DIRECTIONS
Return the records verbatim.

_ _ _ _ _ _ _

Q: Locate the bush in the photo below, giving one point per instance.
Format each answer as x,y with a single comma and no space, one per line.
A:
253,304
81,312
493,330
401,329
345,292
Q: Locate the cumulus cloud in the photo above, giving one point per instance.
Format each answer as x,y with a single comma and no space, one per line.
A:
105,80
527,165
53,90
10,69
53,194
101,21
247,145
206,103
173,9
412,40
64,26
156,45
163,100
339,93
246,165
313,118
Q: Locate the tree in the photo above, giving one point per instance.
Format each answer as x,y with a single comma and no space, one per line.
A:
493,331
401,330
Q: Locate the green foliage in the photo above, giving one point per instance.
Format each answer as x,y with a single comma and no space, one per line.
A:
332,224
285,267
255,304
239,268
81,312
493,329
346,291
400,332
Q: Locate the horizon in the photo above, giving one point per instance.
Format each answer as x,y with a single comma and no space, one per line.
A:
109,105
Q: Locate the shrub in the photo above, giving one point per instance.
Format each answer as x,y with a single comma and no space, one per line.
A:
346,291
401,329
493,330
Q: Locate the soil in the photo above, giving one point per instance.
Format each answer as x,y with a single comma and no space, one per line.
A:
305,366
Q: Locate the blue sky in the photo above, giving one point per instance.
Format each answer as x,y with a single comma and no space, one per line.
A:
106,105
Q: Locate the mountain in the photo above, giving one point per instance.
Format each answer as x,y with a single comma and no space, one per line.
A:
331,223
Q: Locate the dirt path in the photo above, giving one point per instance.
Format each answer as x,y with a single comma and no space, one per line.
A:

_ _ _ _ _ _ _

SOLUTION
Q: Locate the bush in the photo below, giving one point per instance.
Format each answer as x,y with a single comma and no space, one per line.
A:
253,304
81,312
493,330
401,329
345,292
Q: Locate the cumulus cloud in the photo above, giving one point per instance.
Format each answer as x,y with a single comma and no space, one per line.
A:
105,80
527,165
53,90
10,69
53,194
101,21
247,145
206,103
173,9
412,40
64,26
156,45
163,100
339,93
246,165
313,118
Q: Locate the tree in the photo above, giving one point per instance.
Format each answer as x,y with a single comma and no space, one per line.
A:
493,331
401,330
Q: Locate the green foliage in the photo above, giving one point per instance.
Format each answer as x,y with a single comma and no space, one per line.
A:
332,224
285,267
255,304
239,268
81,312
493,329
346,291
400,332
Q: Locate the horizon in the photo above, giving one point per instance.
Format each answer as x,y with a single comma and no space, one per line.
A:
109,105
Q: Locate the shrub in the photo above, giving one point per instance.
Format each answer as x,y with a single comma and no space, one per line.
A:
346,291
401,329
493,330
Q: Locate the soil in the photo above, giving one point per instance.
Format each answer as x,y with a single comma and no space, one per line.
A:
305,366
Q: Locate the blue sky in the photo above, giving one point per instance.
Format each answer as x,y with a single comma and no space, one per line.
A:
106,105
Q: Locate the mountain in the photo above, giving one point per instance.
Format each answer as x,y with a single comma and no space, one per line.
A:
331,223
Q: Locate the dirt path in the photo above, giving one point per instance.
Format each answer as x,y with a single comma and no space, one per line.
A:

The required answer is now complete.